───── Stored data ─────

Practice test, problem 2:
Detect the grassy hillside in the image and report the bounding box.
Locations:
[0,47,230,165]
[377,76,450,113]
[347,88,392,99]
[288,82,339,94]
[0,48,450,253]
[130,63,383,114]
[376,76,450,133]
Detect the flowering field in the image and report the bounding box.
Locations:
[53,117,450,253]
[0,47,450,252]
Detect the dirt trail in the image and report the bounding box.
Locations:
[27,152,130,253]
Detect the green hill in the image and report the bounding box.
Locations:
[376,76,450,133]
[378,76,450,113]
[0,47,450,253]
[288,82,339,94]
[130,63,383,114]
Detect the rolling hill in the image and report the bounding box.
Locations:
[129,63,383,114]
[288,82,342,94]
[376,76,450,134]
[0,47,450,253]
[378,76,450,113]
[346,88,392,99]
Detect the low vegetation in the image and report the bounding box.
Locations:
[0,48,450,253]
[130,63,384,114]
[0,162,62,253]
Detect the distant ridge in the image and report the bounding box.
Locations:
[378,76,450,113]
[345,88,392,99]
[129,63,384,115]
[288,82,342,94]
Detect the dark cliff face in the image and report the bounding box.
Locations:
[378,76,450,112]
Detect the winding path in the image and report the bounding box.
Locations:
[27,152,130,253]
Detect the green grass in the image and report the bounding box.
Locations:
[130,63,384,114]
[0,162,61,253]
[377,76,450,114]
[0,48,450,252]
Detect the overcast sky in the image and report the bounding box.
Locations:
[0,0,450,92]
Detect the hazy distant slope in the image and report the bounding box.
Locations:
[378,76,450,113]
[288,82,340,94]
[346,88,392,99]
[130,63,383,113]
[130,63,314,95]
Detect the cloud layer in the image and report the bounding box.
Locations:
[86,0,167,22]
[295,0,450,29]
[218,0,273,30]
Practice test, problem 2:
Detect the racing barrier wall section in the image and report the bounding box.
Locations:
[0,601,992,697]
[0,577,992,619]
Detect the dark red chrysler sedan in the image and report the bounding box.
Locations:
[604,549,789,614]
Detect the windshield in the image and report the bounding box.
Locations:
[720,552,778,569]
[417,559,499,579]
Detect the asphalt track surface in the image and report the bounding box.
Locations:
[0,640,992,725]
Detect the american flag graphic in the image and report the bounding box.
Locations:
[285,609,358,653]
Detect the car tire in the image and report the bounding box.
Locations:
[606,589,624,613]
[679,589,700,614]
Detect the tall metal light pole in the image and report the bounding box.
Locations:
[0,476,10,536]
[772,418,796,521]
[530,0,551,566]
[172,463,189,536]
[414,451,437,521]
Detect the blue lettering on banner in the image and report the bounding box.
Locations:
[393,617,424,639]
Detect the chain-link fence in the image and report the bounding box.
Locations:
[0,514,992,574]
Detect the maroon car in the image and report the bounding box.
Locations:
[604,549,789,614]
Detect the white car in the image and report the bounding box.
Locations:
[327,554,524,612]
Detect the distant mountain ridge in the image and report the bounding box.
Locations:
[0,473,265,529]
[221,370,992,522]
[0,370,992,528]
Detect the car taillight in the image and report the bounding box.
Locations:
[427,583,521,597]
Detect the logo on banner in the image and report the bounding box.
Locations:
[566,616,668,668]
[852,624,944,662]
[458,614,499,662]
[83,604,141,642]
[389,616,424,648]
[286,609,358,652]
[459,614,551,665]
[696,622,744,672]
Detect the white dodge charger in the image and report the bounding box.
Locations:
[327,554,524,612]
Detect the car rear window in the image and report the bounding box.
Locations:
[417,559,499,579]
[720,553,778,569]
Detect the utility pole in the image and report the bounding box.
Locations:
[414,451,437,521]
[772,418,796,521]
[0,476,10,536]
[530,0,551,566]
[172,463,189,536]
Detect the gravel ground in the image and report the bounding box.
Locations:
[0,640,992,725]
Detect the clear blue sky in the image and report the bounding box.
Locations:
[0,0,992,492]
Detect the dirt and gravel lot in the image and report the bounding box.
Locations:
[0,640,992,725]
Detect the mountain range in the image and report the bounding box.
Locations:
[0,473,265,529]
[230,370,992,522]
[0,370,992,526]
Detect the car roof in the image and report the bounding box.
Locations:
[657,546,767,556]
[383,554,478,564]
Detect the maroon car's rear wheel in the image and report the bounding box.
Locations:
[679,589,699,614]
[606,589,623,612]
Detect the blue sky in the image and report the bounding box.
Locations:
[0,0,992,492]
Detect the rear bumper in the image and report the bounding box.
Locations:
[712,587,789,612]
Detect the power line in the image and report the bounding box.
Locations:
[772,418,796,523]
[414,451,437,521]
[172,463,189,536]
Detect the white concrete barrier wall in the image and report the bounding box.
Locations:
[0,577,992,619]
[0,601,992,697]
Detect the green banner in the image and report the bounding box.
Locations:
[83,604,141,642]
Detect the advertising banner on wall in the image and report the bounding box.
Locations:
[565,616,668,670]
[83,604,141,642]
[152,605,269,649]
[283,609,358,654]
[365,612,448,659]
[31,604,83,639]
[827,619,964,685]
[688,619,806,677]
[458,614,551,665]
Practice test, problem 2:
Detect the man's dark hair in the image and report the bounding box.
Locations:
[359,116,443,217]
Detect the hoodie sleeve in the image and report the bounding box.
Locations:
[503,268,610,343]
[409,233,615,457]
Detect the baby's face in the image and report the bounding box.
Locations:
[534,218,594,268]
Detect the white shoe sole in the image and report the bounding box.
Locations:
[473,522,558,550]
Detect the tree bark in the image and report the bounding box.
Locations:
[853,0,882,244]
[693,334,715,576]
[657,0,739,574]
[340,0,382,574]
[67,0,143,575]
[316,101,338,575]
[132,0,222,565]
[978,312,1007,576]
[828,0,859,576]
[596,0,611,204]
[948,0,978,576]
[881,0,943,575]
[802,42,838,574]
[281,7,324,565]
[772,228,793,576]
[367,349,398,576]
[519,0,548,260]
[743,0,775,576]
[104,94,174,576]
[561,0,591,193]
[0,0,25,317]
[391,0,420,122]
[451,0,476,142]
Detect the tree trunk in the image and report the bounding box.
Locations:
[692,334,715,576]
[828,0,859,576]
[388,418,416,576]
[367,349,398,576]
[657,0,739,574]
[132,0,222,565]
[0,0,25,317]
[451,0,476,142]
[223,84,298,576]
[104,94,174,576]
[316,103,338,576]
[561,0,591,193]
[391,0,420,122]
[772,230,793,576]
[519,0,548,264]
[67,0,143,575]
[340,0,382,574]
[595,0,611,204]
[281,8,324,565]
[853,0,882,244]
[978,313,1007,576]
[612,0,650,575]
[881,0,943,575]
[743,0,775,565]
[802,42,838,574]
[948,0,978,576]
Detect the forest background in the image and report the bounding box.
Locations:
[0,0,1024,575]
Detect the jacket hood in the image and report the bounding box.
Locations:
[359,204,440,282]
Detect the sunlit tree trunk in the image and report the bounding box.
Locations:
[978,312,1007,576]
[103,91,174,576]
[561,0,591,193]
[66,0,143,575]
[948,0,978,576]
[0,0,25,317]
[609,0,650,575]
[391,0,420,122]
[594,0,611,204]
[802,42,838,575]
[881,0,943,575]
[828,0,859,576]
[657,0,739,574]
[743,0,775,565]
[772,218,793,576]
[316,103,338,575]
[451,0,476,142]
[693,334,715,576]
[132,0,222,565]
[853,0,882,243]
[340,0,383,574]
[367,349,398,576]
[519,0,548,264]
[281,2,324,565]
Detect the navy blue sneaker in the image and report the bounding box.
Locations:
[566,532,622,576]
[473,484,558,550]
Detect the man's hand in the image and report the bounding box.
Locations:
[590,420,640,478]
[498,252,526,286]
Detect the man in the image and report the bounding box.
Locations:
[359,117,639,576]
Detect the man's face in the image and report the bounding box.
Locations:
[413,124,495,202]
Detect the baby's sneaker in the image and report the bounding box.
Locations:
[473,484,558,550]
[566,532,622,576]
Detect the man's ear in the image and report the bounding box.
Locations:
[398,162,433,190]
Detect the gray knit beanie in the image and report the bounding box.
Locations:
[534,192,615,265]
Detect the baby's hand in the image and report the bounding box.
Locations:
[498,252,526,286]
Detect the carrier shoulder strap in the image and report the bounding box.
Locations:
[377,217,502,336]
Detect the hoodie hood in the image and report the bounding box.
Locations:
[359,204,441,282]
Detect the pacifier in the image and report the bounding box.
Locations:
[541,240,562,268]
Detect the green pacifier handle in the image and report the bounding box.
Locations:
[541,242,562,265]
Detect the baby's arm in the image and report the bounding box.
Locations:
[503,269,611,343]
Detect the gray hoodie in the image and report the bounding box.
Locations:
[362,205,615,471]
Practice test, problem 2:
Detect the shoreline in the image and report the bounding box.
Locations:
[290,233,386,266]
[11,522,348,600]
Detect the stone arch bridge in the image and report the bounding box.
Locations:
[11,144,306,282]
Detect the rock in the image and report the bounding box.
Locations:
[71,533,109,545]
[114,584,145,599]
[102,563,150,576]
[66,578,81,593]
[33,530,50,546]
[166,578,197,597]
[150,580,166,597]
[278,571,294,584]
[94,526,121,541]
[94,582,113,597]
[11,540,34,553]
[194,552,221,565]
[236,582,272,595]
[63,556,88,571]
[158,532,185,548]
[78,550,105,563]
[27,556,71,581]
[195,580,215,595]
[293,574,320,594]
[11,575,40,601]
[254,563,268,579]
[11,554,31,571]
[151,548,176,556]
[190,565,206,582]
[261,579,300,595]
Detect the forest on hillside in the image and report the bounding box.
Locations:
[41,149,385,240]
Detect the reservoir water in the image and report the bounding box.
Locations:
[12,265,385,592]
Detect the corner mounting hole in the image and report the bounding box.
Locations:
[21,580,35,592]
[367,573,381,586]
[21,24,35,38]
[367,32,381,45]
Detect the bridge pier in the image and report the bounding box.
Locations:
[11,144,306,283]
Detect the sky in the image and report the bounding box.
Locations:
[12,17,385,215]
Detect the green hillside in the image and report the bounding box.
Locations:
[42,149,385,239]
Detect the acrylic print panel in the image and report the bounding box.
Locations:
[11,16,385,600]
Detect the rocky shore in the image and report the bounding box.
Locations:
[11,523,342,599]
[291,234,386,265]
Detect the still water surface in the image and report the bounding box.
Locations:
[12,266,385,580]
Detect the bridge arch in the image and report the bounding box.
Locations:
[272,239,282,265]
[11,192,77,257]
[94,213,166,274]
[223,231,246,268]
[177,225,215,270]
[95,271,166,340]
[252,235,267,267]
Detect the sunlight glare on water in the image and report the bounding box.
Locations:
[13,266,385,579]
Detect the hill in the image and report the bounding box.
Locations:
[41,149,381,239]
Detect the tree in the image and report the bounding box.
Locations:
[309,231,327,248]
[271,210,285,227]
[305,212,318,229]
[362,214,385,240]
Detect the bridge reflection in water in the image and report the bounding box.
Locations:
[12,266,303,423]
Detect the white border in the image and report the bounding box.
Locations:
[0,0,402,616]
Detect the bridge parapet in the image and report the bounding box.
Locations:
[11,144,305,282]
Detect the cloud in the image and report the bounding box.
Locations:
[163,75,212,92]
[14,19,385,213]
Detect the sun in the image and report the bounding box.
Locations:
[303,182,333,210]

─────

--- Objective ---
Reproduce the entries word for word, everything from the line containing "Detect the distant ridge" down to the line containing "[218,0,273,30]", with both of those lines included.

--- Exercise solution ---
Detect the distant ridge in the image and report the bounding box.
Locations:
[378,76,450,113]
[345,88,392,99]
[129,63,384,115]
[288,82,342,94]
Detect the dark cliff face in the image and report the bounding box.
Locations:
[378,76,450,112]
Detect the winding path in the image and report the bounding box.
Locations:
[27,152,130,253]
Detect the green grass in the image and report the bounding box.
Locations:
[130,63,384,114]
[0,162,61,253]
[377,76,450,114]
[0,48,450,252]
Detect the overcast sky in the image and report the bounding box.
Locations:
[0,0,450,92]
Detect the hazy distant slope in the image and report the bounding box.
Locations:
[378,76,450,113]
[288,82,340,94]
[346,88,392,99]
[130,63,383,113]
[130,63,314,95]
Detect the cloud layer in the image and report the bounding box.
Locations:
[86,0,167,22]
[295,0,450,29]
[218,0,273,30]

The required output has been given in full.